# SOURCE DOCUMENT
.....

OEN started in 2007 as a place to collect what I couldn’t stop looking at — objects, architecture, and design with a quieter kind of beauty.

I was specifically interested in design as a way of seeing: Dieter Rams, Jasper Morrison, Naoto Fukasawa, Kenya Hara. Modernist architects who cared about proportion, light, and restraint. Work that didn’t shout, but stayed with you.

OEN became a gallery because I wanted those objects in my hands — not just on a screen. I began working with makers directly: ceramics, urushi, metalwork, woodwork, glass. Handmade pieces with a modern sensibility.

Somewhere inside that, something else was happening. I kept circling the same question: if I’m going to build a life around craft, shouldn’t I also learn a craft properly?

I tried a few. Ceramics was the one that held me.

So while OEN was growing, I was learning quietly — then daily — then obsessively. I bought a wheel. Then a kiln. Then I arranged my life around studio time. The longer I did it, the more I understood what I’d been searching for all those years: not just objects, but the discipline behind them. The patience. The control. The humility.

Eventually, the internet changed. Writing became a treadmill. Social platforms moved faster than I wanted to move. The gallery grew in complexity — logistics, shipping issues — and I could feel the work drifting away from the original spirit.

So I stopped. I moved to Japan. I set up a studio. I went quiet.

Now, I’m returning — but in a smaller form, and with a clearer centre.

Inside Mark Robinson's studio in Japan

What OEN is now

OEN is returning as a studio journal and a small gallery — a slower, more considered selection of work, including my own porcelain, and occasional collaborations with makers I deeply respect.

This won’t be the old pace of constant publishing or constant releases. I’m not interested in feeding a schedule. I’m interested in doing the work properly.

Sometimes I’ll share short field notes from the studio: a glaze result, a form decision, a lesson from a firing. Sometimes I’ll write longer essays on craft, modernism, and the way objects can bring calm into a home. And sometimes there will be small, tightly edited releases — a few pieces at a time — chosen because they genuinely belong here.

Books will return too, but in a different format: less frequent, more deliberate, and shaped around a single thread rather than trying to hold everything at once.

What I’m making

I’m working in porcelain in Kyushu, not far from the historic centres of Japanese ceramics. The aim is simple: to make everyday pieces with quiet presence — forms and surfaces shaped by the years of looking, and the years of learning.

If you’ve followed OEN for a long time: thank you. If you’ve just arrived: welcome.

I’ll share more soon — not everything, not all at once — but steadily, as the work becomes clear.

— Mark Robinson

Porcelain works coated with natural matte glazes.

.....

# COLLECTED MATERIAL

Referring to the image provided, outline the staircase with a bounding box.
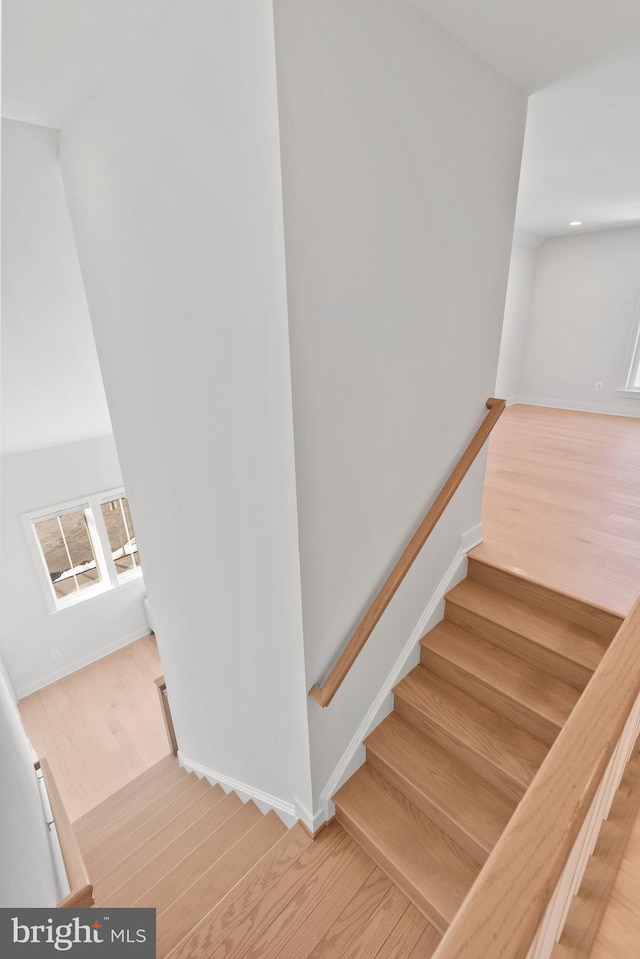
[74,556,621,959]
[334,558,621,940]
[74,756,440,959]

.....

# JOB
In the OEN text, which region of Japan does the writer make porcelain in?

# EXERCISE RESULT
Kyushu.